# [Instructions to follow]
Transcribe the listing below only from the line with "Target: white balcony railing upstairs" up to and including the line with "of the vertical".

# [Available data]
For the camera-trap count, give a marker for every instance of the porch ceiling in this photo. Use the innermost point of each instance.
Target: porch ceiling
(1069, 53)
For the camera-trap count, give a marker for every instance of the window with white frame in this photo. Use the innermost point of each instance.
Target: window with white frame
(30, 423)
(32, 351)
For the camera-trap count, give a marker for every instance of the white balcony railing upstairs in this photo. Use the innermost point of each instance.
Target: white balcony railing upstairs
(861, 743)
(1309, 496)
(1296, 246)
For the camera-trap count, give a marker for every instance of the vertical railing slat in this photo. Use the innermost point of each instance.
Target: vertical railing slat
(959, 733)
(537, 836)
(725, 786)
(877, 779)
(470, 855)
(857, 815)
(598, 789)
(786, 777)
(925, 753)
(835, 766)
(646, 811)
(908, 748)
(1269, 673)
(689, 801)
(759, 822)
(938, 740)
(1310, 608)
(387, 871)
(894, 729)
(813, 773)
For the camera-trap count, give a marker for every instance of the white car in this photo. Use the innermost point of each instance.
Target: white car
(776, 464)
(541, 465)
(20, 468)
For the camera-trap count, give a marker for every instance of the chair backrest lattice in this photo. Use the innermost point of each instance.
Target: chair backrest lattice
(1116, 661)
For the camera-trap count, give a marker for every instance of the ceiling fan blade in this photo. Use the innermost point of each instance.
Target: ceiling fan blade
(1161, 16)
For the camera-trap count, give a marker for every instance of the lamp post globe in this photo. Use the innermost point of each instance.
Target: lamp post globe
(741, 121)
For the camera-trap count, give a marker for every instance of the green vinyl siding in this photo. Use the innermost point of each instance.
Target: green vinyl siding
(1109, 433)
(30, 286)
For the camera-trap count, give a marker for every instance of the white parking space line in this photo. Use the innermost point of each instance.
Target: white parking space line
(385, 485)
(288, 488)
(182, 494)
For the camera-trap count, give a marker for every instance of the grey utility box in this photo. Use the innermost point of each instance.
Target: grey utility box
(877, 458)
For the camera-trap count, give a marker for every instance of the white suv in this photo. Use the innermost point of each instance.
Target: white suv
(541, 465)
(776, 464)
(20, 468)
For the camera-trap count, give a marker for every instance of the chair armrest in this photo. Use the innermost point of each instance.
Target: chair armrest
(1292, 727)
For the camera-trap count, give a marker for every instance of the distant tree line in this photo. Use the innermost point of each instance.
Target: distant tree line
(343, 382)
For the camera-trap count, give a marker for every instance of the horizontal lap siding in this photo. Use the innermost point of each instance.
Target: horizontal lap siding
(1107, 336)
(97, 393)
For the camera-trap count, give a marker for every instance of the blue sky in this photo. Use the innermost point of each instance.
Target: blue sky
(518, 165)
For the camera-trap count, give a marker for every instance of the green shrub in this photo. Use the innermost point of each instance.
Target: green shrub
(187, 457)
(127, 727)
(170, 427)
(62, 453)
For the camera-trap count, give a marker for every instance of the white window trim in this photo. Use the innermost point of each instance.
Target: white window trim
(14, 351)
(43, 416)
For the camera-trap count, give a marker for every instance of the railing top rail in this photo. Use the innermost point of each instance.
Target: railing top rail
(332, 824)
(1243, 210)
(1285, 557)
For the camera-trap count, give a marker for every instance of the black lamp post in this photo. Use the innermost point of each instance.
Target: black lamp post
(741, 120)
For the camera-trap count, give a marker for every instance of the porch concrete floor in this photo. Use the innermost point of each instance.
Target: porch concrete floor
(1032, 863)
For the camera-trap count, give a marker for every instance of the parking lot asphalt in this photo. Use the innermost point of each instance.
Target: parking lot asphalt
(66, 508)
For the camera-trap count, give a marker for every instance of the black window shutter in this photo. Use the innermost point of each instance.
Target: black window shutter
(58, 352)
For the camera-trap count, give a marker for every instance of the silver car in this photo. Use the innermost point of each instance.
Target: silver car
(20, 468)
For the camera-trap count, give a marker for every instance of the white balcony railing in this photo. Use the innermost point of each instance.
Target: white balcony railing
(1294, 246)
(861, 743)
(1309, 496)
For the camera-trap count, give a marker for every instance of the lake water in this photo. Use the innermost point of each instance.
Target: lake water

# [Written solution]
Target: white balcony railing upstairs
(861, 743)
(1309, 496)
(1296, 246)
For the camera-trap count, give a marker for every instance of the vertical railing slat in this photo. Use the innermost point of each instance.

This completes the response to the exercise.